**Segmentation dataset records**:
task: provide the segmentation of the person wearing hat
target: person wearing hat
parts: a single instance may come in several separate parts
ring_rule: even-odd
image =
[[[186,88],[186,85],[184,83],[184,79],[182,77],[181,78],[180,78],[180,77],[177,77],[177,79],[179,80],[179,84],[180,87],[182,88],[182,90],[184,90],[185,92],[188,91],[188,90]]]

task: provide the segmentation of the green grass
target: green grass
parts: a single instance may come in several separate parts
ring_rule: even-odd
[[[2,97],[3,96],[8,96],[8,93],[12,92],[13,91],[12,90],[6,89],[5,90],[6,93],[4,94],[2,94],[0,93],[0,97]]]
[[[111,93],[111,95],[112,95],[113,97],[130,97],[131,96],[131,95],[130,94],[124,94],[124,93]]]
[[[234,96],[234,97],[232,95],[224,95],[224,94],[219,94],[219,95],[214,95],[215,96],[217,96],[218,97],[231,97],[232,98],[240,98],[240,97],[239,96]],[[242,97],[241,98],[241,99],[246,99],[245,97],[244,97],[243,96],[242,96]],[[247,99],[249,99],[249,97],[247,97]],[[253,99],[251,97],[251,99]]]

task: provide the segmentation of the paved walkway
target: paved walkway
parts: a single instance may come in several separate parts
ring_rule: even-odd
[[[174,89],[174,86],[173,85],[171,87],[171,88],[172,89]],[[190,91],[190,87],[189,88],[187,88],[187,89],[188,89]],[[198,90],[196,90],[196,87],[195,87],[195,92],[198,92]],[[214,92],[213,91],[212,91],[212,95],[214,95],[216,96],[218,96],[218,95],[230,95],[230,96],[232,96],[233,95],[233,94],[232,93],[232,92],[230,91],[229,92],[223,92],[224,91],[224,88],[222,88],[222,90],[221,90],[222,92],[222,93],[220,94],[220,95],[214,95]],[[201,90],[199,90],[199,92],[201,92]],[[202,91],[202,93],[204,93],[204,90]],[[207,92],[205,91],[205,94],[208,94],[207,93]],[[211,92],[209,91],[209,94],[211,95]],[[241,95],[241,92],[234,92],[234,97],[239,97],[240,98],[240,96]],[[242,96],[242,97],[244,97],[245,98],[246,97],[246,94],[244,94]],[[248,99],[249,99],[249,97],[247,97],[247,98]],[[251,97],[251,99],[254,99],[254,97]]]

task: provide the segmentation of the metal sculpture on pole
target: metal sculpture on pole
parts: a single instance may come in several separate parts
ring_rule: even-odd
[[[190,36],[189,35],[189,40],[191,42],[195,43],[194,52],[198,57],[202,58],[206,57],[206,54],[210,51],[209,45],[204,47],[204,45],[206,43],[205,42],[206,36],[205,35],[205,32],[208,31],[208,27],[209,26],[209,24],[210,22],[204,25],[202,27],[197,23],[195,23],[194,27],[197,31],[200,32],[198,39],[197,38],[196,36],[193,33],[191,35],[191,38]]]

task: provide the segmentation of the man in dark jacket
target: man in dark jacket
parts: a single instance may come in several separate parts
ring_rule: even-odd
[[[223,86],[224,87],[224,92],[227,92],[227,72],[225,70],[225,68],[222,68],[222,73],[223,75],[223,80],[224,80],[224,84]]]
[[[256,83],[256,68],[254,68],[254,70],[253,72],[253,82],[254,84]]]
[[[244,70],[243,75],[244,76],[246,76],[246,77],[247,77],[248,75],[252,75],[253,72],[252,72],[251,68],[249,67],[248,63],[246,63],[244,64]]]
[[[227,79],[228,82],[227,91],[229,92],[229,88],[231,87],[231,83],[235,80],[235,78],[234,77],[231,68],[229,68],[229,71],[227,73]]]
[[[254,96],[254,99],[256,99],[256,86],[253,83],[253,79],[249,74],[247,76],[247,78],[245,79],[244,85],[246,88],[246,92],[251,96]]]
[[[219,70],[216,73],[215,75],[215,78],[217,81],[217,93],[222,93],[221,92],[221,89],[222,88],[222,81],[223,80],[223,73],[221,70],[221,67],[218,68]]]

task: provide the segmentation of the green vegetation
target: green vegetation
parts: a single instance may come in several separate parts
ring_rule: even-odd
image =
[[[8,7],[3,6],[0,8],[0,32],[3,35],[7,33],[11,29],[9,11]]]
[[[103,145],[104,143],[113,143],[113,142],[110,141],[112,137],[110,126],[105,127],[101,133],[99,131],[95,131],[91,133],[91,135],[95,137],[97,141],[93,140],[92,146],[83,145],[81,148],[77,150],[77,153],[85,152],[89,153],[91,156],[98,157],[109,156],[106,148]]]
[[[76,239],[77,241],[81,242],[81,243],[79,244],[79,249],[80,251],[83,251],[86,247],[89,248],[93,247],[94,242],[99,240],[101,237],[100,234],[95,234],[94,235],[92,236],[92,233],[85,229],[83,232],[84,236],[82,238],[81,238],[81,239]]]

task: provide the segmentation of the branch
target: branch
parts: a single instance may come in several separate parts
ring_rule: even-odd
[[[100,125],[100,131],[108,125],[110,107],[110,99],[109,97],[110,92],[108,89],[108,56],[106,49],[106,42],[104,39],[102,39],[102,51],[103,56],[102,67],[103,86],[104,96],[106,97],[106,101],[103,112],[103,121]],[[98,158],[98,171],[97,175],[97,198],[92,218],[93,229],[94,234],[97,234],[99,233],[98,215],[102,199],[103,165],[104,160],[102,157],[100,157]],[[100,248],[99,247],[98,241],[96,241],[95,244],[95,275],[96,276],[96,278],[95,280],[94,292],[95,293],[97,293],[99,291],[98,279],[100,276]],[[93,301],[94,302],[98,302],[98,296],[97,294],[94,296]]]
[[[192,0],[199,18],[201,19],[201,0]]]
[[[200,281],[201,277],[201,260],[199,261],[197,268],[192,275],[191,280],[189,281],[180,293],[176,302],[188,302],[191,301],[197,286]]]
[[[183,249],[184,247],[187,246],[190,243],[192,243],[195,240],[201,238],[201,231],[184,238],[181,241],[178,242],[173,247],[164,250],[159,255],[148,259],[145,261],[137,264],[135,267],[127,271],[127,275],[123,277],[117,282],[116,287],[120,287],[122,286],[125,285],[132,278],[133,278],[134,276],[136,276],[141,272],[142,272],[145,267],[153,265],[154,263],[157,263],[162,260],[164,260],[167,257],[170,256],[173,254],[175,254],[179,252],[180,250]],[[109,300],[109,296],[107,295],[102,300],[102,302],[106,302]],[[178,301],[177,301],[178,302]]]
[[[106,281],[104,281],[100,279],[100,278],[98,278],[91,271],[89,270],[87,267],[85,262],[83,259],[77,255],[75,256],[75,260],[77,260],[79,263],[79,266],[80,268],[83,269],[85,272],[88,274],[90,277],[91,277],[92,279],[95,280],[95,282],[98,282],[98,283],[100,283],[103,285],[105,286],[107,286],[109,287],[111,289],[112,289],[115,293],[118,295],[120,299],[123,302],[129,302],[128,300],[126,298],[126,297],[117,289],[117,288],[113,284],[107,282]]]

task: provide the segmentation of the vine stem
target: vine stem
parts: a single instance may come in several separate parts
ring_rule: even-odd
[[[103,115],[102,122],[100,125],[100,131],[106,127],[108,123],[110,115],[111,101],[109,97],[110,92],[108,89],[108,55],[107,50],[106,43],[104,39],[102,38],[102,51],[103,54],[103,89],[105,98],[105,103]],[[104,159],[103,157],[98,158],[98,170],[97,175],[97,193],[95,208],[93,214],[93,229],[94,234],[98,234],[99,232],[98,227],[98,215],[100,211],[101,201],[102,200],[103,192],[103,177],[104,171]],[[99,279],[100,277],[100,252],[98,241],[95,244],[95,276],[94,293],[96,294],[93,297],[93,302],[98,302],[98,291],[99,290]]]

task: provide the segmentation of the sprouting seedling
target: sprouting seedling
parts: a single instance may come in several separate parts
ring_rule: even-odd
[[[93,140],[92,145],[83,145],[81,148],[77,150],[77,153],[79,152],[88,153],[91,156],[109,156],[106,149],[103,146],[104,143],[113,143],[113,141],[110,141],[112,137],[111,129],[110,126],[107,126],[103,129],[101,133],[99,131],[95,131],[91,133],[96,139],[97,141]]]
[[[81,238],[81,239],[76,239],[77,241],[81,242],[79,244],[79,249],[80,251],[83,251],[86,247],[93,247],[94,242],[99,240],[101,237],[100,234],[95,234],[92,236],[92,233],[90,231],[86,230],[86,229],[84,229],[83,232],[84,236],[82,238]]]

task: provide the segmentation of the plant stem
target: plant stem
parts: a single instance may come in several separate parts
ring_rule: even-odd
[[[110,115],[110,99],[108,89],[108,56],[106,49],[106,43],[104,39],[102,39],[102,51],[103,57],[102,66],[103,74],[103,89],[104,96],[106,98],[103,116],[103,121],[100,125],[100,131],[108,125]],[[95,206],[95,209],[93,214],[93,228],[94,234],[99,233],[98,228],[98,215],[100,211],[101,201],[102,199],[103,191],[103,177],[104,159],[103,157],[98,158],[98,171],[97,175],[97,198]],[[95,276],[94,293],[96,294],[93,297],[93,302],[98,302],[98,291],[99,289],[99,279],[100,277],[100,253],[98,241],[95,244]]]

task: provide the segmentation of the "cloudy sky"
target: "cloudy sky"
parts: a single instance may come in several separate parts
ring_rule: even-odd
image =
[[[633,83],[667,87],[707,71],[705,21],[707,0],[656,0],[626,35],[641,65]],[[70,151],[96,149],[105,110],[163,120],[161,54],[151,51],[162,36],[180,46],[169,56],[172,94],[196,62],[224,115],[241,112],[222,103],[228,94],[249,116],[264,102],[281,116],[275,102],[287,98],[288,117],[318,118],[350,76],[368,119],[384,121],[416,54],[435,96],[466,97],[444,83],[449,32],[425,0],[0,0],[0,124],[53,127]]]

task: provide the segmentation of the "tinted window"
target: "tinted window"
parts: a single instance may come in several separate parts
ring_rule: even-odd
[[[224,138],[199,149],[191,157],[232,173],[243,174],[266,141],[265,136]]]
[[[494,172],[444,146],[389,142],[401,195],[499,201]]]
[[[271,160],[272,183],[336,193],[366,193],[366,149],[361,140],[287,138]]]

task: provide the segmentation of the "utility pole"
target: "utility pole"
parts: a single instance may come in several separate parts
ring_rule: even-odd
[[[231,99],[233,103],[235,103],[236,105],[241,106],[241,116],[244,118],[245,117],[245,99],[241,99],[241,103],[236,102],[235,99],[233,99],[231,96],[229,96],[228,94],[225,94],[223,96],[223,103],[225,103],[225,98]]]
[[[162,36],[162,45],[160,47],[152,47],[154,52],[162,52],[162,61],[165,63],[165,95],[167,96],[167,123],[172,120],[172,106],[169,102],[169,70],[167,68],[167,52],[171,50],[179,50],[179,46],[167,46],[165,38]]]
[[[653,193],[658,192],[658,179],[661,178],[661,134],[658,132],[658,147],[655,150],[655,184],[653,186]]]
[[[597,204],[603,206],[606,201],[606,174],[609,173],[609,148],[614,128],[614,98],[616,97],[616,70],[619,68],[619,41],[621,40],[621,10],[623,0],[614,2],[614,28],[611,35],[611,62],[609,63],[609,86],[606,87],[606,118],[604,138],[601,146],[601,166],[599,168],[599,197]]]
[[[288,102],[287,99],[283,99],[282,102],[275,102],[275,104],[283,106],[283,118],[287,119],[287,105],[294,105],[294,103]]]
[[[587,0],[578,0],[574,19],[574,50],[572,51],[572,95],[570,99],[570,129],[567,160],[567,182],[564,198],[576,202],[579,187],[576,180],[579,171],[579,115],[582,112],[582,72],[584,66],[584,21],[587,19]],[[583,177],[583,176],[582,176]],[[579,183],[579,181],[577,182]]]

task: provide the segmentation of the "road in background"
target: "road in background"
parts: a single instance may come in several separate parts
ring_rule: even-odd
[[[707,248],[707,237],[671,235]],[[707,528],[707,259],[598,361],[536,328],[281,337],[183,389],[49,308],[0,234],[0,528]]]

**Your task**: How many lines of the listing above contain the word "wearing", matching case exactly? Give only the number.

**Exercise result**: 2